Dataset items

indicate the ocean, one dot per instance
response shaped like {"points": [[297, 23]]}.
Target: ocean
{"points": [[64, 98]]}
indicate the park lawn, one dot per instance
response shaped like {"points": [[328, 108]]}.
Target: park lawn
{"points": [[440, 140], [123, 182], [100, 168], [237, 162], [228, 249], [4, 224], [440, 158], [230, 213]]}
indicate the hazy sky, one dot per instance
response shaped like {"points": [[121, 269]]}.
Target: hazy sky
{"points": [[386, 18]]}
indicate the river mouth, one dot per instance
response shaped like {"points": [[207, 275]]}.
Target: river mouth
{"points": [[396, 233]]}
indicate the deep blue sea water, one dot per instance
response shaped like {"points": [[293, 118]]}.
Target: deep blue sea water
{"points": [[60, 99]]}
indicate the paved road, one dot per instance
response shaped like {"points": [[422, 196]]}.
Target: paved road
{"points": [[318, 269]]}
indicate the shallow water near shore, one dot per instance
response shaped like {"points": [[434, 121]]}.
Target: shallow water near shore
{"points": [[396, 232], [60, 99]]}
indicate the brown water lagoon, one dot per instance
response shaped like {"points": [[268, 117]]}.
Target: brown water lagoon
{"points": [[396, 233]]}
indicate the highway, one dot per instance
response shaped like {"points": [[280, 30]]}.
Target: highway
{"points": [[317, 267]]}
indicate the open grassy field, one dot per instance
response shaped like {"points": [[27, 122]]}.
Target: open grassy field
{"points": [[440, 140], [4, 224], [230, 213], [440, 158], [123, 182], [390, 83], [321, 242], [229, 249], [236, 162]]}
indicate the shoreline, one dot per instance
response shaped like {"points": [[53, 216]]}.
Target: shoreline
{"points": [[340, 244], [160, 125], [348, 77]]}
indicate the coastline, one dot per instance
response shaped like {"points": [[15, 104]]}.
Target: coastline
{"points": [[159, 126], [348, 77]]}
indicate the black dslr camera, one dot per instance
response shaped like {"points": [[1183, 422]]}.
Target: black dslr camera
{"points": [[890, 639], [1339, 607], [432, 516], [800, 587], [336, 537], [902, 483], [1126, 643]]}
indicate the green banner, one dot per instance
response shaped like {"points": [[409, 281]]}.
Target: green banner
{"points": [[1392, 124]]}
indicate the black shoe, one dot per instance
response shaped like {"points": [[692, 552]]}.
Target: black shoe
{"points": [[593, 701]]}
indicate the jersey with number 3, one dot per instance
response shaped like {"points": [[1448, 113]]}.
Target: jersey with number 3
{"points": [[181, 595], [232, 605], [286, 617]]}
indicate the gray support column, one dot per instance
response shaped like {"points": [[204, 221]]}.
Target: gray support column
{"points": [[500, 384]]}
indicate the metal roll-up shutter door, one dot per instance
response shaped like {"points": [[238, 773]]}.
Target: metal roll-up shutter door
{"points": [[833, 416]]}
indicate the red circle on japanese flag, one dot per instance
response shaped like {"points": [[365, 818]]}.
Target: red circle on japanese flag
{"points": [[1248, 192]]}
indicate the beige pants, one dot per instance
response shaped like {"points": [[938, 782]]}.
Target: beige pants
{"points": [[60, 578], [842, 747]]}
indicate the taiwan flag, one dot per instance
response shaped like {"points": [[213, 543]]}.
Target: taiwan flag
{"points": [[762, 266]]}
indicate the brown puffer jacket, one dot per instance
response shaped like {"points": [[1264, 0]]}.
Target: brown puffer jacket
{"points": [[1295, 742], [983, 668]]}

Directions: Transcribe word for word the lines from the one holding "indicate the red" to the last line of the listing above, inclusive.

Solved problem:
indicate the red circle on japanese flag, one dot per instance
response shaped like {"points": [[365, 818]]}.
Target: red circle on japanese flag
{"points": [[1248, 192]]}
indicate the beige pants, one dot per instance
response shaped like {"points": [[938, 782]]}.
Target: beige pants
{"points": [[60, 578], [842, 747]]}
indicate the taiwan flag, one dot per instance
response shaped like {"points": [[213, 543]]}.
Target: taiwan flag
{"points": [[762, 266]]}
indicate the brown puffer jacket, one dot per instance
response shaped like {"points": [[1264, 0]]}.
Target: brown puffer jacket
{"points": [[1295, 742], [983, 668]]}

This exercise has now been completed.